• PROVIDED TEXT:
━━━━━━━━━━━━━━━━━━━━━━━━━━━━━━

You can create a pygsp graph object with the following call:

In [11]:
#G = pygsp.graphs.Graph(call_adjmatrix.as_matrix())

In [12]:
## Set the node positioning for a spring layout in pygsp.
#G.set_coords(kind='spring')

In [13]:
#pygsp.plotting.plot_graph(G, default_qtg=False)

![Calls - pygsp plot.](img/06_Calls_pygsp.png "Calls - pygsp plot.")

In [14]:
#G.compute_fourier_basis()

Visualize spectral decomposition (various Eigenvectors) of the Laplacian matrix associated with the call graph.

In [15]:
#G.plot_signal(G.U[:,1], default_qtg=False)

![Calls - Spectral decomposition.](img/07_calls_spectral_decomposition_1.png "Calls - Spectral decomposition - Eigenvector 1.")

In [16]:
#G.plot_signal(G.U[:,5], default_qtg=False)

![Calls - Spectral decomposition.](img/08_calls_spectral_decomposition_5.png "Calls - Spectral decomposition - Eigenvector 5.")

━━━━━━━━━━━━━━━━━━━━━━━━━━━━━━

• Records taken from a data source:
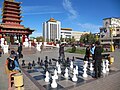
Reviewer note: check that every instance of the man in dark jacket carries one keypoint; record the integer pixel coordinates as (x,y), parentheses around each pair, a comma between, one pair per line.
(98,59)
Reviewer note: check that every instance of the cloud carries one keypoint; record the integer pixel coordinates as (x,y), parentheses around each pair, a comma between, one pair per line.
(89,27)
(36,10)
(68,7)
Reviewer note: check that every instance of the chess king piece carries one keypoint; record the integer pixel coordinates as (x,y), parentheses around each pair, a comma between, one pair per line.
(55,74)
(85,71)
(76,69)
(91,66)
(59,69)
(47,76)
(23,63)
(53,84)
(71,64)
(103,64)
(74,76)
(66,73)
(107,65)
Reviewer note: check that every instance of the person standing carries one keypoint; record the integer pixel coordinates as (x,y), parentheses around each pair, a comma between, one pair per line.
(20,50)
(98,59)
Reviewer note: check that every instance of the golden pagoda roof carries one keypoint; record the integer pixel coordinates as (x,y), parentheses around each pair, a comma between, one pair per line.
(52,20)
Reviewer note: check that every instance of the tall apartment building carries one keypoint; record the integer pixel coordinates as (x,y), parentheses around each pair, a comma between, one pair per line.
(51,29)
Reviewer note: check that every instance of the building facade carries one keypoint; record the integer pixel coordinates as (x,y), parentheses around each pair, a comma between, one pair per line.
(51,30)
(11,19)
(110,32)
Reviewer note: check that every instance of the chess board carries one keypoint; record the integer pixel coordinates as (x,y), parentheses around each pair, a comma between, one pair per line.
(38,73)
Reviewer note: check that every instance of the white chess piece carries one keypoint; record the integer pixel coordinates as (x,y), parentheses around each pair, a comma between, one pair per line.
(53,84)
(71,64)
(91,66)
(66,73)
(76,69)
(74,76)
(107,65)
(59,69)
(103,64)
(47,77)
(55,74)
(85,71)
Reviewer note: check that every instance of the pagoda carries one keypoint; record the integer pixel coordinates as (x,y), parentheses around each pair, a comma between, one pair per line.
(11,19)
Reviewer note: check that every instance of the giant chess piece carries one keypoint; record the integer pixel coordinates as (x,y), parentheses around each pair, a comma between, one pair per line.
(74,75)
(91,66)
(71,64)
(33,63)
(54,83)
(85,70)
(66,73)
(107,65)
(23,63)
(103,65)
(76,69)
(59,69)
(55,74)
(47,76)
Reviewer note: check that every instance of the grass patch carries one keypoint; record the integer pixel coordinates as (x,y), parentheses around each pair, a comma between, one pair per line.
(78,51)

━━━━━━━━━━━━━━━━━━━━━━━━━━━━━━

Write out the part of the pygsp call graph text that begins at the words "You can create" and stops after the words "#G.set_coords(kind='spring')". This listing has nothing to do with the pygsp call graph text.

• EXPECTED OUTPUT:
You can create a pygsp graph object with the following call:

In [11]:
#G = pygsp.graphs.Graph(call_adjmatrix.as_matrix())

In [12]:
## Set the node positioning for a spring layout in pygsp.
#G.set_coords(kind='spring')